Texto seleccionado

####################

Pero las incandescentes joyas de los tesoros poéticos acumulados no sólo eran presumidos por el colombiano en las deshoras, había también ―como en el futbol– la reglamentaria visita recíproca: de allí fue que no sólo gritó a los cuatro vientos en las eternas madrugadas, y sin temor a despertar a los vecinos, los versos de Sabines, Castellanos, Bañuelos, Oliva. Garduño y Vásquez Aguilar, entre muchos otros, sino que, al final de los memorables encuentros vividos y padecidos, terminó por emprender un riguroso y por demás documentado estudio respecto de la obra de algunos de los mencionados. Así, comenzó a devolverle a esta tierra, su otra Patria, parte de la abierta y sincera condición hospitalaria.
***
En un encuentro de escritores celebrado aquí, en Chiapas, conocí a Álvaro Mutis. Me presenté, referí de memoria su verso sobre Las mujeres no mienten jamás (…), hecho que me agradeció y celebró, para luego decirle que aquí vivía un tal Ricardo Cuéllar, colombiano él…―Lo conozco, atajó de manera efusiva.
En esas estábamos, cuando se apareció el aludido, el poeta Ricardo Cuéllar Valencia, quien me tomó del brazo, al tiempo que exclamó ante Mutis: ―Le presento a mi gran amigo, el poeta Jorge Mandujano. ―Lo conozco, respondió Mutis, esbozando una sarcástica sonrisa y, más tarde, brindamos y reímos los tres como si en realidad nos conociéramos.
…
Muchas y maravillosas son las historias que, como mero retrato hablado, dan cuenta de una prodigiosa y compartida razón de vivir. Más allá de su acaso religiosa pasión por los poetas malditos, nació al fondo de su corazón una inocultable, abierta y sincera proclividad por los grandes poetas de México y por los poetas jóvenes de Chiapas.
Finalmente, no quisiera cerrar esta apretada crónica de los inolvidables días sin referir un hecho que, aunque debió haber quedado en el callejón privado de los milagrosos recuerdos, fue y es un por demás amoroso relato:
El poeta se casó con el mejor óleo de su vida: Patricia Mota Bravo. No pude estar en su boda, en tanto la tan querida y admirada Tania Libertad estaba hospedada en mi casa, porque daba un concierto esa misma noche en el Teatro de la Ciudad.

####################

Listado de datos
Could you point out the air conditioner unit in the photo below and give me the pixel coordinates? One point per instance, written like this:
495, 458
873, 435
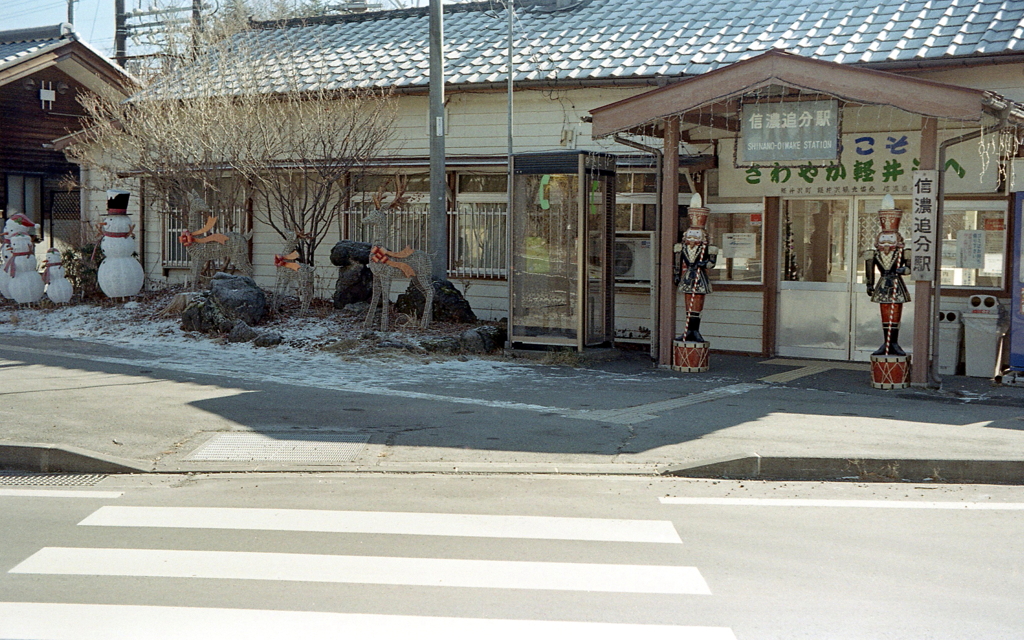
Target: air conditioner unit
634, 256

####################

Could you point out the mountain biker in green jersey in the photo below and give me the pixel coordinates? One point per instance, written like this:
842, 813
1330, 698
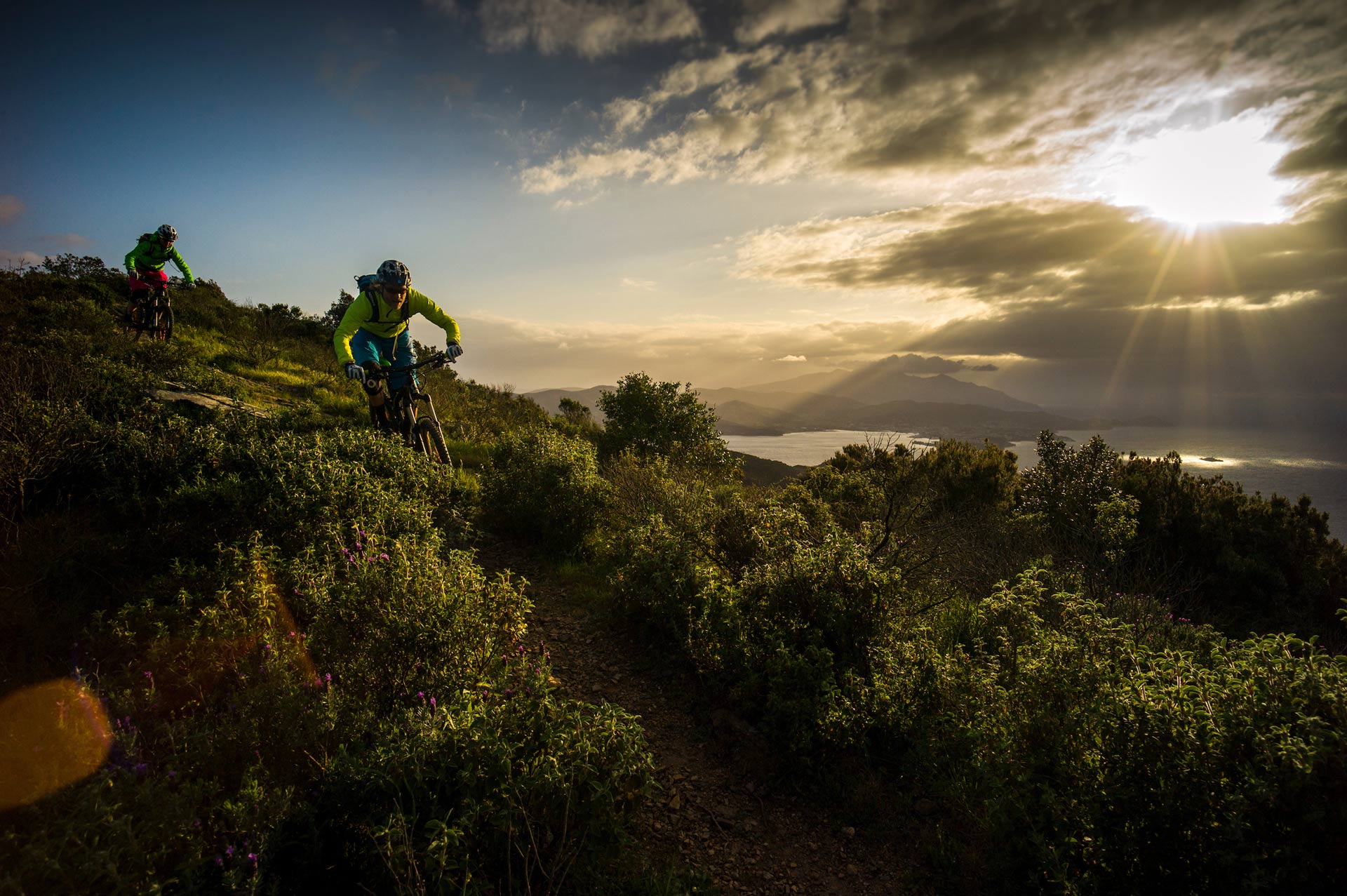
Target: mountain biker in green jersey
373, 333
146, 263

####################

Instrucciones de trabajo
(1) Resume en dos oraciones la crónica sobre el poeta Ricardo Cuéllar.
(2) Prolonga la crónica sobre Ricardo Cuéllar a partir de su última oración.
Los registros constituyen un material independiente del texto.

Tareas resueltas
(1) La crónica recuerda cómo el poeta colombiano Ricardo Cuéllar Valencia, que vivía en Chiapas, recitaba de madrugada versos de Sabines, Castellanos y otros poetas y emprendió un estudio documentado sobre la obra de algunos de ellos, y evoca un encuentro con Álvaro Mutis que terminó en un brindis entre los tres. También relata su pasión por los poetas malditos, por los grandes poetas de México y por los jóvenes poetas de Chiapas, y su boda con Patricia Mota Bravo, a la que no pudo asistir quien narra porque Tania Libertad estaba hospedada en su casa.

(2)
Al día siguiente, Ricardo me llamó muy temprano, un tanto cuanto desangelado por no haber asistido a su boda. Ante ello, pregunté:
―¿Habrá tornaboda?
A lo que repuso:
―Yo no sé de esas vainas, pero de que va a seguir la fiesta, va a seguir.
De inmediato, le comenté a Tania, quien me dijo: ―Vamos, por supuesto; y de allí nos vamos al teatro todos. (Ante el lleno total de la noche anterior, se había programado una segunda fecha, un segundo concierto para el día siguiente).
Fuimos. Jamás se imaginó el poeta y su adorada pintora que habría de llegarles un inesperado regalo: Tania Libertad, quien brindó, cantó a capela y comió con ellos, con todos los comensales, hasta que nos fuimos al anochecer a su segundo concierto… a seguir festejando, pues.
***
Ricardo fue y vino sobre el lomo y al interior del lado azul del corazón de dos Patrias.
Aquí vivió, caminó y amó la segunda mitad de su vida.
Allá, en su Patria natal, su Patria grande, donde abrió los ojos, comenzó a gatear y a cabalgar rumbo al universo de las letras; allá, en mitad de los sueños postrimeros, en que su alma se desprendía y avanzaba sobre los jardines de ese viejo sitio que ―aunque lejos– nunca dejó de soñar, terminó por escoger, ¡faltaba más!, para decirnos adiós y obligarnos a brindar a la distancia juntos por tan amorosa orfandad.
¡Hasta siempre, querido y admirado poeta!
¡¡¡Hasta siempre, hermano querido!!!